**WHAT IS REQUIRED**
Which lines run from the one containing "Can you find the distant" to the end of the entries? Quote them exactly, and nothing else.
>> START GIVEN DATA
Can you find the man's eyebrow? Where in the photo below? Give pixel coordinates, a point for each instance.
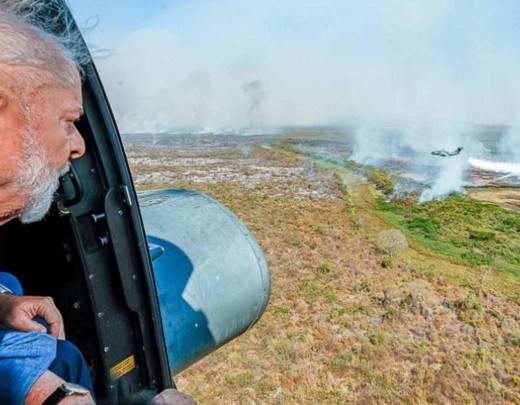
(78, 110)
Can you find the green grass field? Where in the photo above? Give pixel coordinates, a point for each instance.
(348, 321)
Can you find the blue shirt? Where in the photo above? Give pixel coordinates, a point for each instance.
(24, 357)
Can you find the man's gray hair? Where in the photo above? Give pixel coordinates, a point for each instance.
(31, 37)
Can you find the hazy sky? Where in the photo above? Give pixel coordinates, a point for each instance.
(217, 64)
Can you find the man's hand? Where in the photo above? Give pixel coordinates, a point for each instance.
(173, 397)
(18, 312)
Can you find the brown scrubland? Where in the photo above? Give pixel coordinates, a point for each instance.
(357, 314)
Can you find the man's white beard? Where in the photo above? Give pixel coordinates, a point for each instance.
(38, 180)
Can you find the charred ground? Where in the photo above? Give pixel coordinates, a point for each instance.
(362, 309)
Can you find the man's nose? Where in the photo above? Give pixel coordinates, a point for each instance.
(77, 145)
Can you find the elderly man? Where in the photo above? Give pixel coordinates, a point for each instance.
(40, 99)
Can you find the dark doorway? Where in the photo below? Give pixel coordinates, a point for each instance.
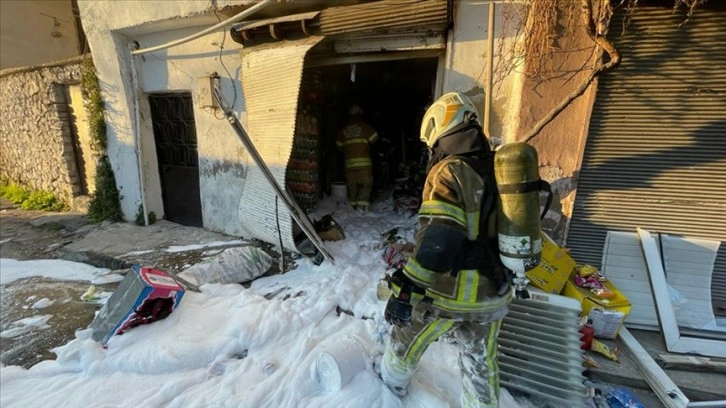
(175, 135)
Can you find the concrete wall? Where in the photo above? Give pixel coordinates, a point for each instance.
(561, 143)
(466, 63)
(35, 131)
(110, 28)
(33, 32)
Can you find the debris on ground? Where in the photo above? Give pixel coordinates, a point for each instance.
(233, 265)
(144, 296)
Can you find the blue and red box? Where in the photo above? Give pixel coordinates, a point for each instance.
(145, 295)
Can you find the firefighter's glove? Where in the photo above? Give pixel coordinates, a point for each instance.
(405, 295)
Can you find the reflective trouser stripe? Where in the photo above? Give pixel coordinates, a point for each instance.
(483, 394)
(492, 361)
(358, 162)
(428, 335)
(441, 301)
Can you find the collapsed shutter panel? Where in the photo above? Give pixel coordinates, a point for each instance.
(271, 75)
(656, 150)
(385, 15)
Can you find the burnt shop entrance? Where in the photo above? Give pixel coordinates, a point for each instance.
(393, 95)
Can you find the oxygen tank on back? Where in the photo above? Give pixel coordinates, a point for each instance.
(518, 212)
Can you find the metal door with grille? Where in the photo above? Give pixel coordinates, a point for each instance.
(656, 150)
(176, 149)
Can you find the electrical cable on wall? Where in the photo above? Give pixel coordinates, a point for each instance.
(221, 61)
(279, 236)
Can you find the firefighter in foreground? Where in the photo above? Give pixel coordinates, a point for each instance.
(454, 282)
(355, 139)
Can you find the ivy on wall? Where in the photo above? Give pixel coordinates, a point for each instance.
(105, 203)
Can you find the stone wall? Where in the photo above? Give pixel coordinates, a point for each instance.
(36, 135)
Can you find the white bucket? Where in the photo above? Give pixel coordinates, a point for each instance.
(339, 362)
(338, 190)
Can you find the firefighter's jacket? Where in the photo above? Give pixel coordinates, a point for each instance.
(449, 223)
(355, 139)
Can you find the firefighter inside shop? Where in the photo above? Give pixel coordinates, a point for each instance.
(355, 140)
(455, 280)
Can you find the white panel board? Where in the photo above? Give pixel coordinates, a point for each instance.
(688, 266)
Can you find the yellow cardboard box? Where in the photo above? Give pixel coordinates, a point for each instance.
(554, 268)
(607, 315)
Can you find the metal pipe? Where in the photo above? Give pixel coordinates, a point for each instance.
(222, 24)
(707, 404)
(135, 89)
(490, 69)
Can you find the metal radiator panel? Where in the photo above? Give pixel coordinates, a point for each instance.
(539, 350)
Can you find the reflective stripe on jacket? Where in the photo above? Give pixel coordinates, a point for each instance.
(355, 139)
(449, 216)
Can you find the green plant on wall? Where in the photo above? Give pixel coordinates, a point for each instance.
(139, 220)
(31, 199)
(105, 203)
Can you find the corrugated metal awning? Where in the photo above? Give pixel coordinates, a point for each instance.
(425, 17)
(656, 151)
(271, 76)
(385, 15)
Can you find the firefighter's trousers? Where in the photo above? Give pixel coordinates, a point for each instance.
(360, 183)
(477, 343)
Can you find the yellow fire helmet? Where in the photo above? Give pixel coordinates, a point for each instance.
(448, 112)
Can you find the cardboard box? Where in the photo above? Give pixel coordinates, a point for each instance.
(144, 295)
(607, 315)
(554, 268)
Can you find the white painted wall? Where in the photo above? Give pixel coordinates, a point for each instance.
(33, 32)
(110, 28)
(466, 62)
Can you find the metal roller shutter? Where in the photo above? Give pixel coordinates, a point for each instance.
(271, 76)
(656, 150)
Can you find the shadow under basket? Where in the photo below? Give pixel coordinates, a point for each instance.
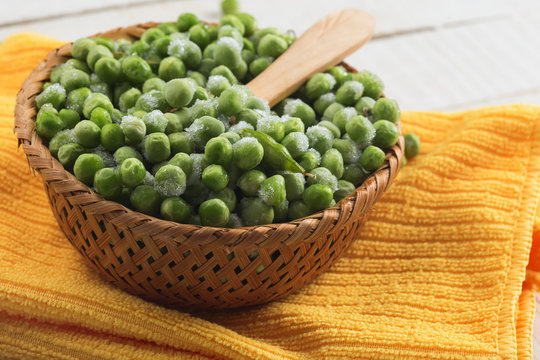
(186, 265)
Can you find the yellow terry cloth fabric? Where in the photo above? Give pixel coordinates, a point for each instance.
(439, 271)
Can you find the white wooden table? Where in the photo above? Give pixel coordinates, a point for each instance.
(432, 55)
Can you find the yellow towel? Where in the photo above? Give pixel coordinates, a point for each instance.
(439, 271)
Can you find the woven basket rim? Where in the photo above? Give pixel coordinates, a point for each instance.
(40, 160)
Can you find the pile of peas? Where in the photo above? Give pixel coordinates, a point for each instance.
(165, 125)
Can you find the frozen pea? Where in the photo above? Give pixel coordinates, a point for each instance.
(386, 134)
(373, 85)
(298, 108)
(320, 138)
(254, 211)
(258, 65)
(134, 128)
(296, 143)
(333, 161)
(345, 188)
(100, 117)
(76, 98)
(132, 172)
(126, 152)
(226, 195)
(61, 138)
(155, 121)
(81, 47)
(215, 177)
(214, 212)
(86, 166)
(318, 196)
(272, 190)
(88, 133)
(372, 158)
(128, 99)
(412, 145)
(349, 93)
(248, 153)
(322, 103)
(386, 109)
(348, 149)
(156, 147)
(183, 161)
(96, 100)
(170, 180)
(318, 85)
(54, 94)
(250, 182)
(108, 183)
(170, 68)
(112, 137)
(298, 210)
(74, 79)
(322, 175)
(271, 45)
(136, 69)
(310, 159)
(218, 150)
(68, 153)
(293, 124)
(146, 199)
(360, 130)
(180, 142)
(342, 117)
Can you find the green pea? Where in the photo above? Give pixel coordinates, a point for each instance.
(215, 177)
(226, 195)
(132, 172)
(156, 147)
(254, 211)
(108, 183)
(348, 149)
(86, 166)
(386, 109)
(180, 142)
(154, 84)
(372, 158)
(250, 182)
(218, 150)
(333, 161)
(386, 134)
(81, 47)
(100, 117)
(146, 199)
(185, 21)
(76, 98)
(68, 153)
(318, 196)
(373, 85)
(412, 145)
(345, 188)
(361, 130)
(126, 152)
(183, 161)
(88, 133)
(136, 69)
(112, 137)
(258, 65)
(298, 210)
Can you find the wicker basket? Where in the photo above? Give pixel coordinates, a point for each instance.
(187, 265)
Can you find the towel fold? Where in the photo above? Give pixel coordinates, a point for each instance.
(438, 272)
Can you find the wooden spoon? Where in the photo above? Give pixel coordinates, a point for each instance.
(322, 46)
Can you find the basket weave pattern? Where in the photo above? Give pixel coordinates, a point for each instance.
(188, 265)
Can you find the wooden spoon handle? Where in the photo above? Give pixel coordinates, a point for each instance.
(322, 46)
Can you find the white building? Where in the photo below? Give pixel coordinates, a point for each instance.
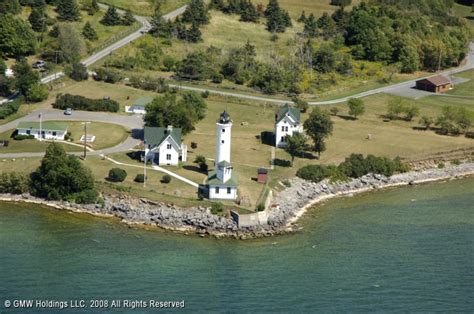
(287, 121)
(139, 106)
(46, 130)
(221, 182)
(163, 146)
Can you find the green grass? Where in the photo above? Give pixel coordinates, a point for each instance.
(107, 135)
(145, 7)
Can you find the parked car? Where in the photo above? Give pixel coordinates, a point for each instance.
(39, 64)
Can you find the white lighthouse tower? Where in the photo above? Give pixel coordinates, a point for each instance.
(222, 184)
(224, 129)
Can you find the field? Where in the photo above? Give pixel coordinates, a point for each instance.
(107, 135)
(145, 7)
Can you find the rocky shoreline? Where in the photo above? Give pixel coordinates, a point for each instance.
(288, 205)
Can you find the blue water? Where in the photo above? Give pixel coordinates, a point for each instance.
(402, 250)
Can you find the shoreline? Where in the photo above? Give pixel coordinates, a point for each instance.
(289, 205)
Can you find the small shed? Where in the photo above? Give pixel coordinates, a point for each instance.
(434, 84)
(262, 175)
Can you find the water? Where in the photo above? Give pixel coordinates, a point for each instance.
(408, 249)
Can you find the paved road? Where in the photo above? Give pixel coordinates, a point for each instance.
(122, 42)
(468, 64)
(134, 123)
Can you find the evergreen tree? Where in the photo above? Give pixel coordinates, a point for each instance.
(10, 6)
(197, 13)
(249, 12)
(128, 18)
(37, 19)
(194, 35)
(68, 10)
(111, 17)
(89, 32)
(311, 26)
(302, 18)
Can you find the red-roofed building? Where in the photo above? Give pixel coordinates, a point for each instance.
(434, 84)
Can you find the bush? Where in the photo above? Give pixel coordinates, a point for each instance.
(166, 179)
(79, 72)
(86, 197)
(14, 183)
(82, 103)
(140, 178)
(21, 137)
(216, 208)
(117, 175)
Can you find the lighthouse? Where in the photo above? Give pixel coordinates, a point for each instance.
(221, 182)
(223, 138)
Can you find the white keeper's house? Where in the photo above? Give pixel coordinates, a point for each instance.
(163, 146)
(287, 121)
(45, 130)
(221, 182)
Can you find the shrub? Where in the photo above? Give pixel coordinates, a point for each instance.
(117, 175)
(79, 72)
(14, 183)
(21, 137)
(82, 103)
(140, 178)
(86, 197)
(166, 179)
(216, 208)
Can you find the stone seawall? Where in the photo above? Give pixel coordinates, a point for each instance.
(288, 205)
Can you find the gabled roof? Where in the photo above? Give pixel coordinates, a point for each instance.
(143, 101)
(154, 136)
(213, 180)
(47, 125)
(437, 80)
(287, 110)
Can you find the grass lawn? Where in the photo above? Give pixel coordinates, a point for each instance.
(145, 7)
(107, 135)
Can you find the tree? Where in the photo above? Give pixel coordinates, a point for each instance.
(196, 13)
(356, 107)
(68, 10)
(71, 43)
(25, 77)
(318, 127)
(79, 72)
(295, 145)
(89, 32)
(117, 175)
(61, 176)
(10, 6)
(128, 18)
(111, 17)
(37, 20)
(16, 36)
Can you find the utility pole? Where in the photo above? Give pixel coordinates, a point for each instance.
(85, 138)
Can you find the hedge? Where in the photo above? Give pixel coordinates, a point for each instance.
(82, 103)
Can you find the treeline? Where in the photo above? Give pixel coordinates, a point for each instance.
(183, 113)
(77, 102)
(59, 177)
(354, 166)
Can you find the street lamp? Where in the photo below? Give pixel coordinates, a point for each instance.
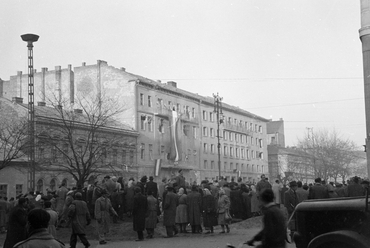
(219, 116)
(30, 38)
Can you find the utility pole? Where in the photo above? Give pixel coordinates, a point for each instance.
(219, 116)
(365, 39)
(30, 38)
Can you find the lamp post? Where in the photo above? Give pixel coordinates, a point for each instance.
(30, 38)
(219, 116)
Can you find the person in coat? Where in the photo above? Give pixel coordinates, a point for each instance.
(170, 203)
(17, 230)
(139, 212)
(246, 202)
(103, 209)
(152, 214)
(273, 233)
(52, 227)
(318, 191)
(39, 236)
(223, 206)
(209, 211)
(80, 218)
(182, 210)
(194, 209)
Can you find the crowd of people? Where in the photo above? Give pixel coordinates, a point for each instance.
(183, 207)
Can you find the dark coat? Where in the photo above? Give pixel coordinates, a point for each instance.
(80, 216)
(318, 191)
(139, 212)
(290, 200)
(152, 186)
(273, 233)
(17, 230)
(209, 211)
(194, 207)
(171, 201)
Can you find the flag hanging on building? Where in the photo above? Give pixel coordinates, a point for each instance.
(157, 167)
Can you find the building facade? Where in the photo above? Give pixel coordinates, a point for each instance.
(177, 129)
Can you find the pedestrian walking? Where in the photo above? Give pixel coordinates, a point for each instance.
(53, 219)
(17, 229)
(39, 236)
(80, 218)
(170, 203)
(223, 207)
(103, 209)
(139, 212)
(182, 210)
(209, 211)
(152, 214)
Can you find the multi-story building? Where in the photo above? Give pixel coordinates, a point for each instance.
(177, 129)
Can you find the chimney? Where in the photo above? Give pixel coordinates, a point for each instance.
(18, 100)
(172, 83)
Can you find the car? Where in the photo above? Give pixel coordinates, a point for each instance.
(335, 222)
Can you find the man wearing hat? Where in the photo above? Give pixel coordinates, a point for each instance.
(291, 201)
(103, 208)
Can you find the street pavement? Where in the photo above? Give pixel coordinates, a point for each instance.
(235, 237)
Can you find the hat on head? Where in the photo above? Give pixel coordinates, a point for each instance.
(293, 183)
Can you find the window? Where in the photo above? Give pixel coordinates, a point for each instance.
(231, 151)
(212, 165)
(142, 151)
(185, 129)
(162, 152)
(131, 156)
(205, 147)
(150, 151)
(150, 124)
(141, 99)
(212, 132)
(149, 101)
(19, 188)
(40, 185)
(114, 156)
(142, 122)
(205, 131)
(161, 126)
(124, 157)
(204, 115)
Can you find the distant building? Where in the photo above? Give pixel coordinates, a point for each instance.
(177, 129)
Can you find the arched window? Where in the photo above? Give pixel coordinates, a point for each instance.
(52, 184)
(40, 185)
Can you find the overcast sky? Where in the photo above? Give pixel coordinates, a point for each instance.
(296, 60)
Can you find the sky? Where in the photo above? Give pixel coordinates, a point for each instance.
(296, 60)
>> END GIVEN DATA
**TASK SOLUTION**
Can you find the distant building? Where in the photo above? Give pixel coordinates, a point for each instance.
(177, 129)
Can you find the arched window? Where in the photo above? Give pixel coordinates, a point for each instance.
(52, 184)
(40, 185)
Can you find the overcast sky? Where in the photo above? Give pixel coordinates, a point for each instance.
(296, 60)
Can you find the sky? Where in the photo above? Give pixel coordinates, a point for each instance.
(296, 60)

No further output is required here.